Practices to integrate trauma and settle the body can include movement, breath, interoception or feeling the 'felt sense' of our bodies, and coregulation.  Menakem provides a collection of such embodiment practices in his book, applying them to racialized trauma healing.  Over the past twenty years, I have worked with many of these practices, introduced to them through dance and movement. Menakem's work provided a justice context for the embodiment practices I love. I have always danced to commune with aliveness and authentically connect with others. I still do; only now I also share some of dance’s embodied practices with communities so we can identify how we embody oppression and separation. Once we can feel it, we can heal it. 


Menakem invites white bodied people to practice decoupling danger from discomfort. The discomfort many white bodies feel around Black, Indigenous, and people of color is a traumatic retension from the very real, bone smashing, body annihilating, violent legacy of forced enslavement and white superiority.  I believe I am uniquely trained for this work.

▶ **Aim of the exercise**
Repeat word for word everything in the passage on embodiment practices from "Practices to integrate" down to "can heal it.".

▶ **Exercise data**
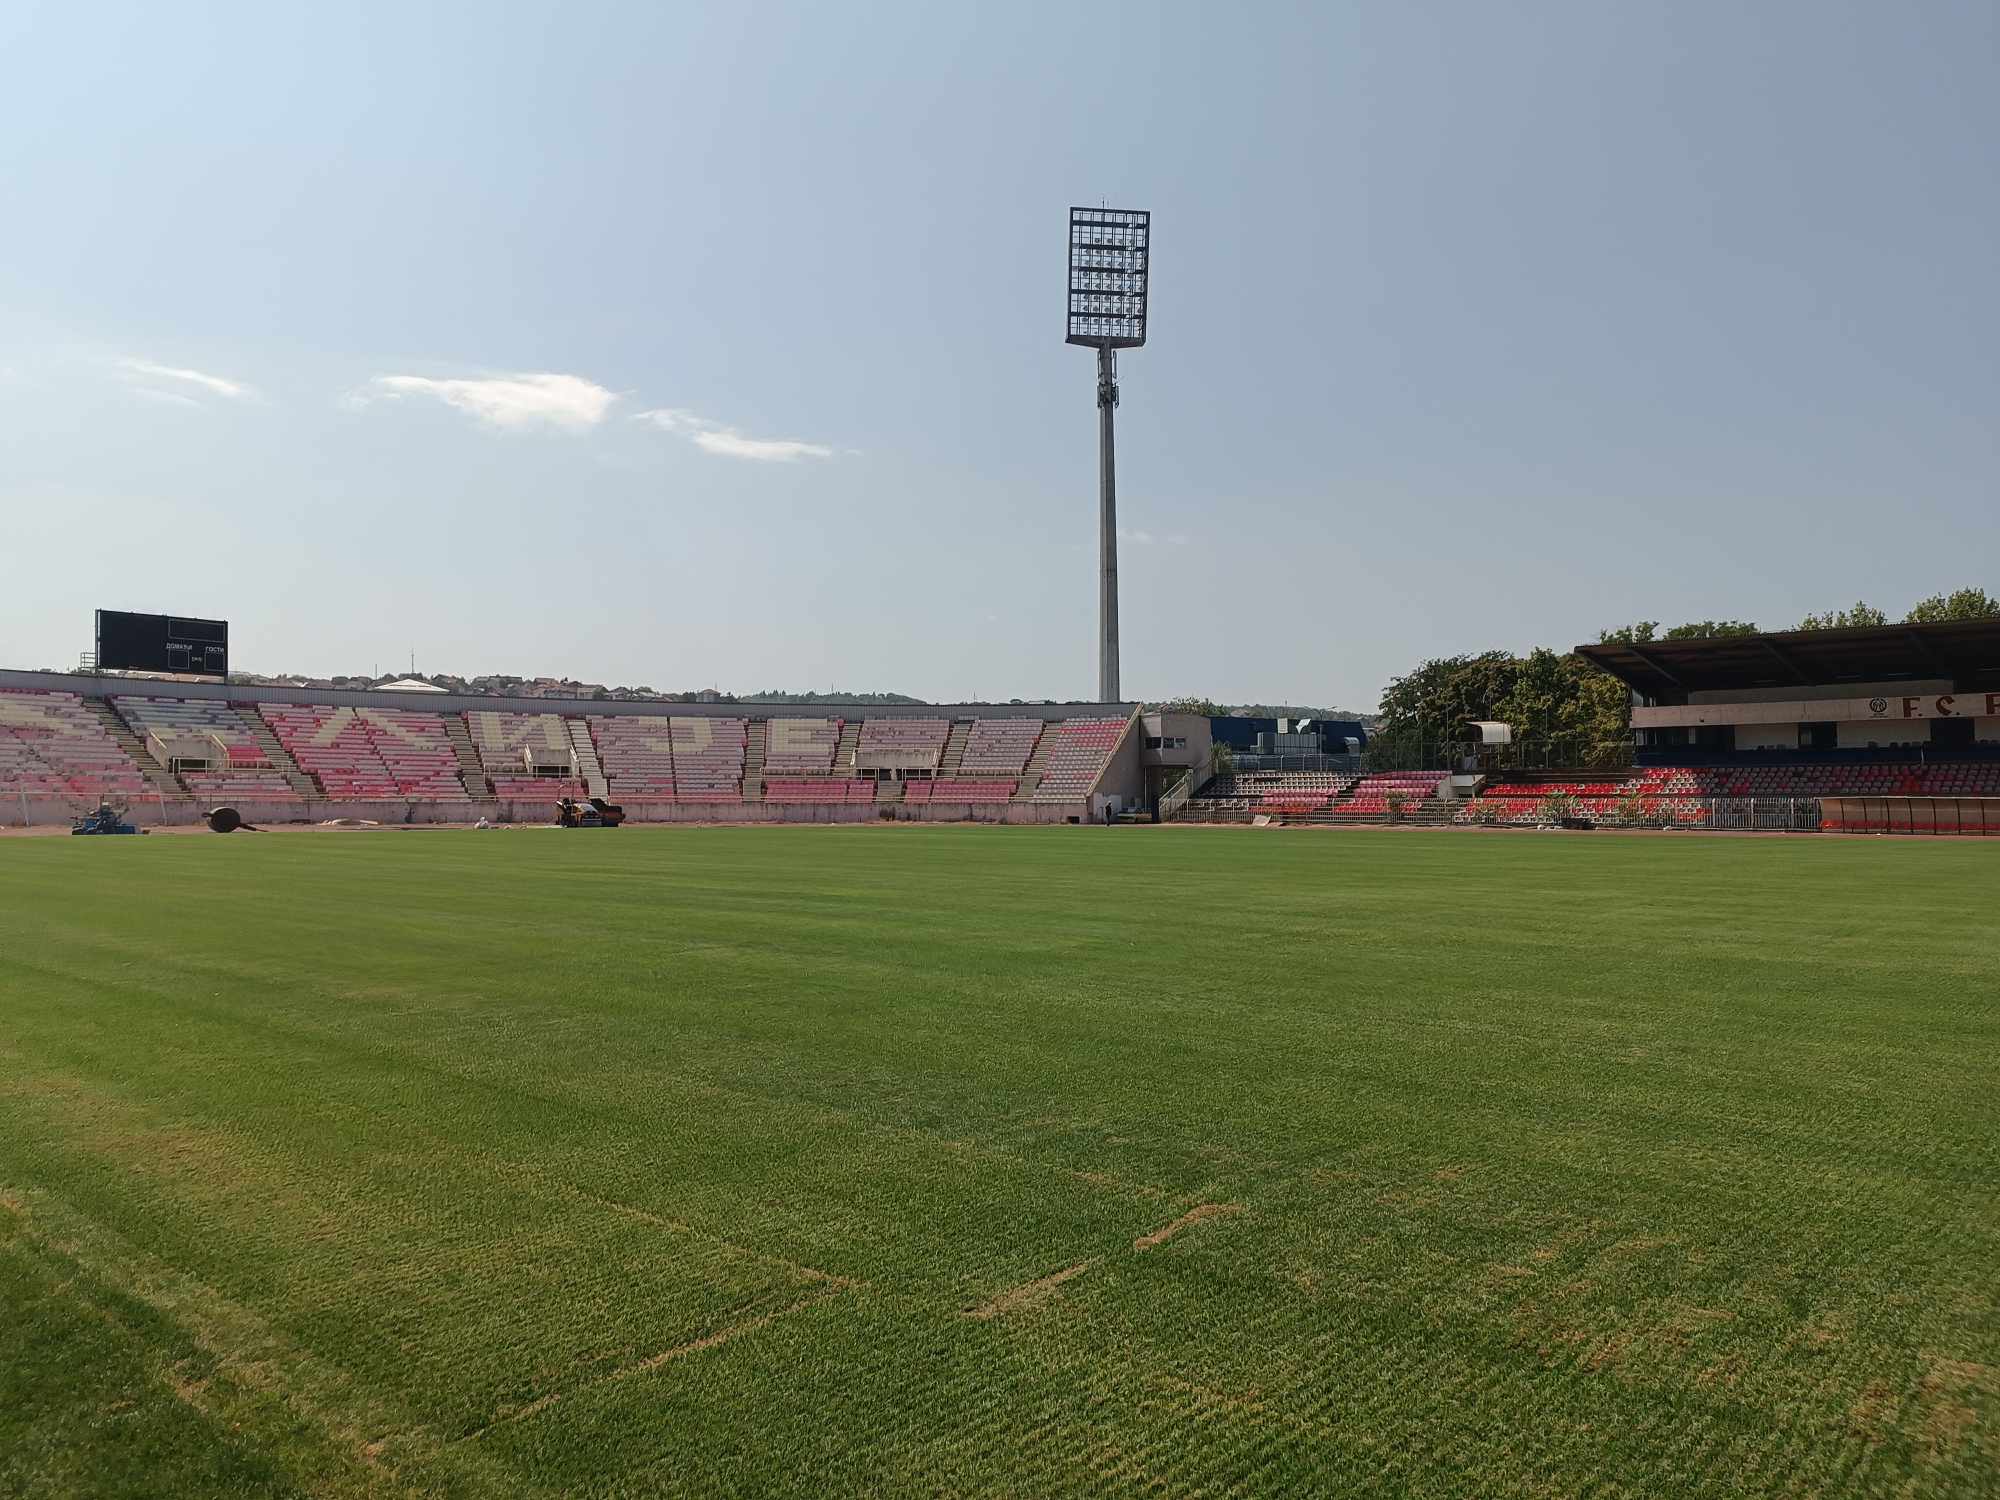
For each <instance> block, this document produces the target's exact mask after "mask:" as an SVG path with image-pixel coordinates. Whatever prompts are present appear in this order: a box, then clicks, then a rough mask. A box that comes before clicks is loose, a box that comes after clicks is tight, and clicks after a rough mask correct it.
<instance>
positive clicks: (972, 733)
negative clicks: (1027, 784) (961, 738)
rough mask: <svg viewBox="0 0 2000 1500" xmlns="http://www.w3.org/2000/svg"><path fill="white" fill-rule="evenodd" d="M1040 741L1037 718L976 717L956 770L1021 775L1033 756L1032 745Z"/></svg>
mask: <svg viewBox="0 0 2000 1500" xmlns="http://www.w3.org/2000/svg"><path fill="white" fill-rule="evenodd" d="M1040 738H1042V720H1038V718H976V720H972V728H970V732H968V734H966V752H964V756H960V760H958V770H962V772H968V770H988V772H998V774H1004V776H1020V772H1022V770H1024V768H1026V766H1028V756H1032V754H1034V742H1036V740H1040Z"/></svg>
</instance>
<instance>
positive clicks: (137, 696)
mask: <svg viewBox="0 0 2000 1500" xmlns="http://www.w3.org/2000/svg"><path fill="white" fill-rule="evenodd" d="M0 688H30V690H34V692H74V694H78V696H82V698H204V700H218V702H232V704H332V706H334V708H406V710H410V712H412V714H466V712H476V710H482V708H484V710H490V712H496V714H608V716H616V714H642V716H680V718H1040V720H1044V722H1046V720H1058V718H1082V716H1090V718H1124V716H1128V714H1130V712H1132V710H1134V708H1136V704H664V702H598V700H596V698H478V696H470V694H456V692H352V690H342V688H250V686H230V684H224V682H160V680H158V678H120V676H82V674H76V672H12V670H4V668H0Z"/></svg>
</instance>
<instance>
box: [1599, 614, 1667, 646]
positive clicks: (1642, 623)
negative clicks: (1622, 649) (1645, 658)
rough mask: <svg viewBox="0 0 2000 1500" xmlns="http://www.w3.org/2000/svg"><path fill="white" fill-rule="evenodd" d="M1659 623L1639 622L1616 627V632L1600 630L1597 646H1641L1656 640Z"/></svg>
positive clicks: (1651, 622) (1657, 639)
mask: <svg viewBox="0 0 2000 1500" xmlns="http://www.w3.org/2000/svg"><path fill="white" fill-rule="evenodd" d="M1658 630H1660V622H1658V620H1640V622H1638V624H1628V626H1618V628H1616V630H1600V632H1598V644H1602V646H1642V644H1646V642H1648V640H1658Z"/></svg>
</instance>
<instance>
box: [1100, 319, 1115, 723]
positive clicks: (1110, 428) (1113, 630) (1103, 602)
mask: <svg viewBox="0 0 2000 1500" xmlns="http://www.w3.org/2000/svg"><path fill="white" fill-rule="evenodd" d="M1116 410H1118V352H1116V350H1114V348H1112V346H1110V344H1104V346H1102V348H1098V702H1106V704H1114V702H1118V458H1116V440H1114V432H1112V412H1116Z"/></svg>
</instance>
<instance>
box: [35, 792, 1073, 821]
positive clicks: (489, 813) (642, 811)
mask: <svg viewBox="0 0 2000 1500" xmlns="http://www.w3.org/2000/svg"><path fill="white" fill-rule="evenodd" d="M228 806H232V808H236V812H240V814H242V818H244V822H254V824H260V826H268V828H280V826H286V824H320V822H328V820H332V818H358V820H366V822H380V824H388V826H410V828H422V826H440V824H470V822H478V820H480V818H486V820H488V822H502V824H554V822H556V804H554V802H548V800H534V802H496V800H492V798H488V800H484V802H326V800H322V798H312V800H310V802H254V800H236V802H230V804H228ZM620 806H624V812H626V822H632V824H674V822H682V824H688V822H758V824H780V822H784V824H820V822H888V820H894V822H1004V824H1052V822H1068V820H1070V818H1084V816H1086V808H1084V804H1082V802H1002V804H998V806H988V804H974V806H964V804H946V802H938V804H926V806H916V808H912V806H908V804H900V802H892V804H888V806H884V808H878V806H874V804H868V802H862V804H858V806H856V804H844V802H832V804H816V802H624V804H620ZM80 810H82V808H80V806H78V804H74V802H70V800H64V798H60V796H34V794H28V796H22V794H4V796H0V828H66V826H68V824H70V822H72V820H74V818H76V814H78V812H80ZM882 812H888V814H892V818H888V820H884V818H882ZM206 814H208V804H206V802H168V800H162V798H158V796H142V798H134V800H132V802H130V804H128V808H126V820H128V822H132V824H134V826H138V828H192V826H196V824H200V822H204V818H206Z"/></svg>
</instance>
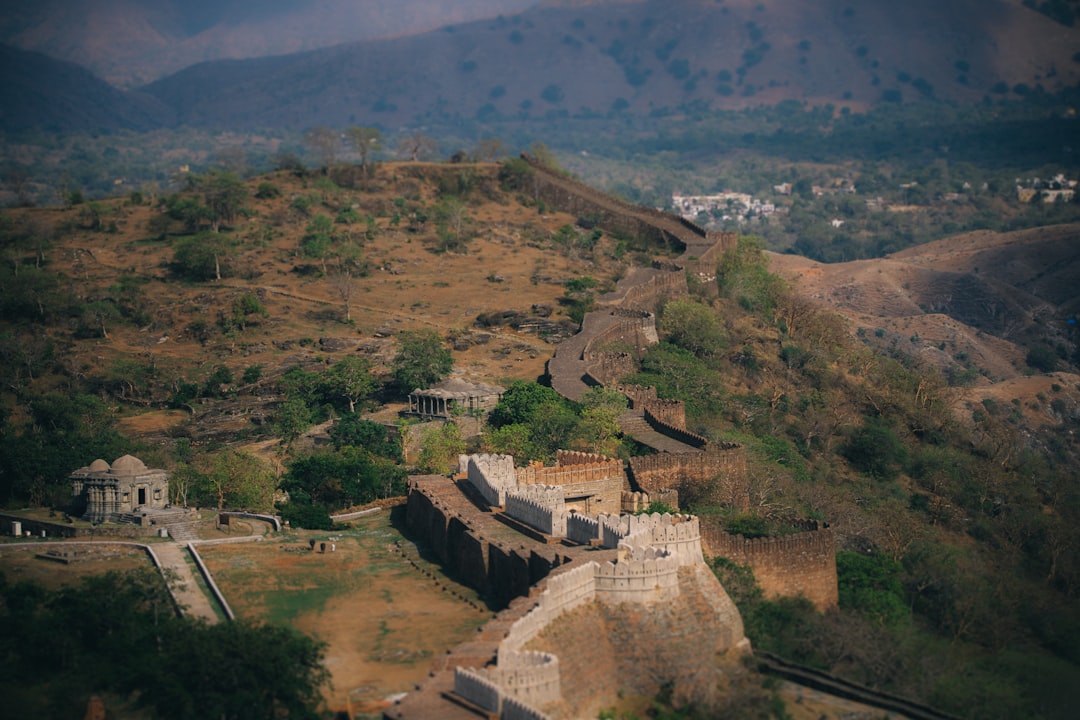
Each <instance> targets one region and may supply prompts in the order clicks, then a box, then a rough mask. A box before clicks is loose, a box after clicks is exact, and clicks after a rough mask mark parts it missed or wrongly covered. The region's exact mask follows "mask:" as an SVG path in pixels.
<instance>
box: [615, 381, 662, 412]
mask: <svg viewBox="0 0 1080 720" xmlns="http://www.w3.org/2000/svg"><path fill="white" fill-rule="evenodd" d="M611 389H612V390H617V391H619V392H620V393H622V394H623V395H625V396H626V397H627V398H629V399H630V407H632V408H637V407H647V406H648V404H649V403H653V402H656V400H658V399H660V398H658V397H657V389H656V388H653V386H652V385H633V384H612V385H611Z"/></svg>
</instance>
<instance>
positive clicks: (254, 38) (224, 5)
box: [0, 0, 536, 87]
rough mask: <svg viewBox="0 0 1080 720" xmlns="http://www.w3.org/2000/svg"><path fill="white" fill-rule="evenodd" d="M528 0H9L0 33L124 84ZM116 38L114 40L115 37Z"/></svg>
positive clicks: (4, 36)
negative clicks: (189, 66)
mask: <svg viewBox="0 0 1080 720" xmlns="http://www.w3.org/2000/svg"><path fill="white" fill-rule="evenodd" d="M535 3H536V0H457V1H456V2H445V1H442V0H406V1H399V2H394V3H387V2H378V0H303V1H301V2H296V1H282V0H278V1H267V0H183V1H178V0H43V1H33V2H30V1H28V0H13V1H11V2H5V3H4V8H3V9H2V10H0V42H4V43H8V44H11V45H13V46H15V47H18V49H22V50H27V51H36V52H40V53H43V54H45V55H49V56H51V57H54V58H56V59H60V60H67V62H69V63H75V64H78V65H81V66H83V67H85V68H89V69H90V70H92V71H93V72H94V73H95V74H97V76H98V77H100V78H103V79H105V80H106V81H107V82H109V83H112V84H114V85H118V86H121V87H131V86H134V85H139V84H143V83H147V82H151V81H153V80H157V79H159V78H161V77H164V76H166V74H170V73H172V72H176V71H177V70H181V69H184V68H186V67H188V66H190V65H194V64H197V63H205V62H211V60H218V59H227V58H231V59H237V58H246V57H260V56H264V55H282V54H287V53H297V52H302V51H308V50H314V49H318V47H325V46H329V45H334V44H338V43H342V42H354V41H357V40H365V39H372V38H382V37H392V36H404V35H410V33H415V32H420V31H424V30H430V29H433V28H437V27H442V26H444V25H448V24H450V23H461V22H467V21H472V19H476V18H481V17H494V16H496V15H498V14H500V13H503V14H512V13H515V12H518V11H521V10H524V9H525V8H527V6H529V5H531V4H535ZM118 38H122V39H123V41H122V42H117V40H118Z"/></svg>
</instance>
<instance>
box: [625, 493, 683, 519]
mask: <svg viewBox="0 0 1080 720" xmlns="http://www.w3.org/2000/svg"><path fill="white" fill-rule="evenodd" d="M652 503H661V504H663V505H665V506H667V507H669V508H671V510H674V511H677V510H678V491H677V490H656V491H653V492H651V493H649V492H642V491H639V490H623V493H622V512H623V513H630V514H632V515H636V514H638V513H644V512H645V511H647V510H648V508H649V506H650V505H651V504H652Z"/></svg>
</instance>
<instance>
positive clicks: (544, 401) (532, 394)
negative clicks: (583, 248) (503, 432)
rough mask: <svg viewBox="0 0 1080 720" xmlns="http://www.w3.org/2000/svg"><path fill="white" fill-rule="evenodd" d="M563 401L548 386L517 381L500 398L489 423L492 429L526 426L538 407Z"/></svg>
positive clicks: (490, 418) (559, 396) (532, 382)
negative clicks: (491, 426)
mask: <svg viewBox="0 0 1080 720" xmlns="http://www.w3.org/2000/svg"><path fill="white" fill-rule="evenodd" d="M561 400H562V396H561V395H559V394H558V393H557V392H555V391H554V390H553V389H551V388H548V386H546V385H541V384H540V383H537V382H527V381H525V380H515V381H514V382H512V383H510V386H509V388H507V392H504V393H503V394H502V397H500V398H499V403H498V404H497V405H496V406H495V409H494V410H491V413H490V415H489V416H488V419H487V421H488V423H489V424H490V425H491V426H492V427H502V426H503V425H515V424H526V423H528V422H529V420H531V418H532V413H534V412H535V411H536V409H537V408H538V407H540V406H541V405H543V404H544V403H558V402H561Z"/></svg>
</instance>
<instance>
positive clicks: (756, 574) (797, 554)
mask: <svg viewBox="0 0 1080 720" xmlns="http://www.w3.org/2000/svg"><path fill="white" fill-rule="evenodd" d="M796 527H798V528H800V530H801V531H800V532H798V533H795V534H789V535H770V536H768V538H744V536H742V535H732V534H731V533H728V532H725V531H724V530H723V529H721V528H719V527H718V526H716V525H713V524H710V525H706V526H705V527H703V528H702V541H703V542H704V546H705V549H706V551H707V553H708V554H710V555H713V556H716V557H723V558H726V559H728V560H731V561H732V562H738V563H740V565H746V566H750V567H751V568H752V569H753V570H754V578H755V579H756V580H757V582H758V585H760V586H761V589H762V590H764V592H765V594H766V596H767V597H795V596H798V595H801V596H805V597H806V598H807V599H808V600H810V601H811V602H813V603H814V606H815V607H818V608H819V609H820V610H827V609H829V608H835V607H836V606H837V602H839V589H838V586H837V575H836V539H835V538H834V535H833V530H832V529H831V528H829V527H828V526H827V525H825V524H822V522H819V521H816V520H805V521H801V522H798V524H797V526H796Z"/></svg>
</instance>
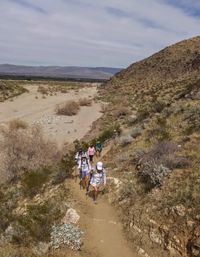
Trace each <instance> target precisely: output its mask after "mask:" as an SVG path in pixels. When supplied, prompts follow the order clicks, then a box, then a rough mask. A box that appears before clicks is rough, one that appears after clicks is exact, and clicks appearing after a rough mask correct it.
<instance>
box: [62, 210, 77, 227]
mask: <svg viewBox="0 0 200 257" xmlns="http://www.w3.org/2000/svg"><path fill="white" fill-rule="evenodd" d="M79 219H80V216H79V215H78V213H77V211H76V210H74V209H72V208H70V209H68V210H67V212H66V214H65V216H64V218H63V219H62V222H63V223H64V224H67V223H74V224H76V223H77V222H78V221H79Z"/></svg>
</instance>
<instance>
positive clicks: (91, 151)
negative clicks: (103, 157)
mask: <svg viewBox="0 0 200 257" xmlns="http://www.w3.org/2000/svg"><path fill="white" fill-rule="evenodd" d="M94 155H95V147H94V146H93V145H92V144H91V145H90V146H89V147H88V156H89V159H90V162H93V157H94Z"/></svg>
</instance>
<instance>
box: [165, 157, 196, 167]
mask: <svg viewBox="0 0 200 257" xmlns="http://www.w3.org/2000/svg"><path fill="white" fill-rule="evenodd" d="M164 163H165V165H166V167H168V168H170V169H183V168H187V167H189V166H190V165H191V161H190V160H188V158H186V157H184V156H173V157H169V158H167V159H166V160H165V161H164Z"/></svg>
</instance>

▶ **The completed task**
Practices to integrate trauma and settle the body can include movement, breath, interoception or feeling the 'felt sense' of our bodies, and coregulation.  Menakem provides a collection of such embodiment practices in his book, applying them to racialized trauma healing.  Over the past twenty years, I have worked with many of these practices, introduced to them through dance and movement. Menakem's work provided a justice context for the embodiment practices I love. I have always danced to commune with aliveness and authentically connect with others. I still do; only now I also share some of dance’s embodied practices with communities so we can identify how we embody oppression and separation. Once we can feel it, we can heal it.